Entre a precisão cirúrgica, digna dos cientistas que lhe deram o nome, e a monstruosidade que mundo ainda lhe atribui, Pepe destacou-se como um dos melhores na sua posição e afirmou-se também como um dos mais notáveis exemplos de longevidade no futebol. Esta é a sua história.

Defender é como uma ciência

Ter um filho futebolista seria um sonho tornado realidade para a maioria dos pais do mundo ocidental, mas não era bem esse o plano de Anael Ferreira, que chamou ao seu filho de Képler Laveran, em honra de Johannes Kepler, um astrónomo alemão, e Charles Laveran, físico francês.

Caso não seja desde logo evidente, o desejo era vê-lo crescer e tornar-se num cientista. À medida que os anos passaram, tornou-se claro que a única ciência que o seu filho dominaria seria a de como bem defender. É essa a sua essência.

======

# OBJETIVO PROPOSTO 1
Reescreva de forma mais breve o parágrafo do texto sobre Pepe que começa por "Ter um filho futebolista", mantendo os factos principais.
# OBJETIVO PROPOSTO 2
Segundo o texto sobre Pepe, que desejo tinha Anael Ferreira para o filho?

# LINHAS ARMAZENADAS
======

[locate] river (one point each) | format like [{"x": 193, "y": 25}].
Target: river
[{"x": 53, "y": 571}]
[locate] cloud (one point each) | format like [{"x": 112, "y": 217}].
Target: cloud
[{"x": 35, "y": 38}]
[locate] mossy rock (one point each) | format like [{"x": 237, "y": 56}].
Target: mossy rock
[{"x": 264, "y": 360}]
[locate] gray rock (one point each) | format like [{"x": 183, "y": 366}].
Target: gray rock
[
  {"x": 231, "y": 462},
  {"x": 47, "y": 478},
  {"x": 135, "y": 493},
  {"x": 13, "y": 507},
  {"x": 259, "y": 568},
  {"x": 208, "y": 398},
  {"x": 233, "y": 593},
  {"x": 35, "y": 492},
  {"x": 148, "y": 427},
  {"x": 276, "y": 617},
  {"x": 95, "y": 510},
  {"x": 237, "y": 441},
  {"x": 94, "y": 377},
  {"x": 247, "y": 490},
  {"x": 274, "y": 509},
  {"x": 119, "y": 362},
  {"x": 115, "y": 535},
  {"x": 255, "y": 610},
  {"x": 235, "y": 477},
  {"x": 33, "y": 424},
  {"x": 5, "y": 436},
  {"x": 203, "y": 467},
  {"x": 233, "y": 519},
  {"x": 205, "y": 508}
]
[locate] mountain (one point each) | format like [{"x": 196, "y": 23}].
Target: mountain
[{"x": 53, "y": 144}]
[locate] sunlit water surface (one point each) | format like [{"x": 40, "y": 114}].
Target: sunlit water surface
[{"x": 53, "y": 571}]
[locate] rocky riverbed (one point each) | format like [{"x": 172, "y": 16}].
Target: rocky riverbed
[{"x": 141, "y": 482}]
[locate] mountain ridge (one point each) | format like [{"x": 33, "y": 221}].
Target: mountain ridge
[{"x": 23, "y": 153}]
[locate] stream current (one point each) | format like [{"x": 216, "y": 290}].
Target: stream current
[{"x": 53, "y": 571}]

======

# RESPOSTA CORRETA 1
Anael Ferreira não planeava ter um filho futebolista. Deu-lhe o nome de Képler Laveran, em honra do astrónomo alemão Johannes Kepler e do físico francês Charles Laveran.

# RESPOSTA CORRETA 2
Vê-lo crescer e tornar-se num cientista.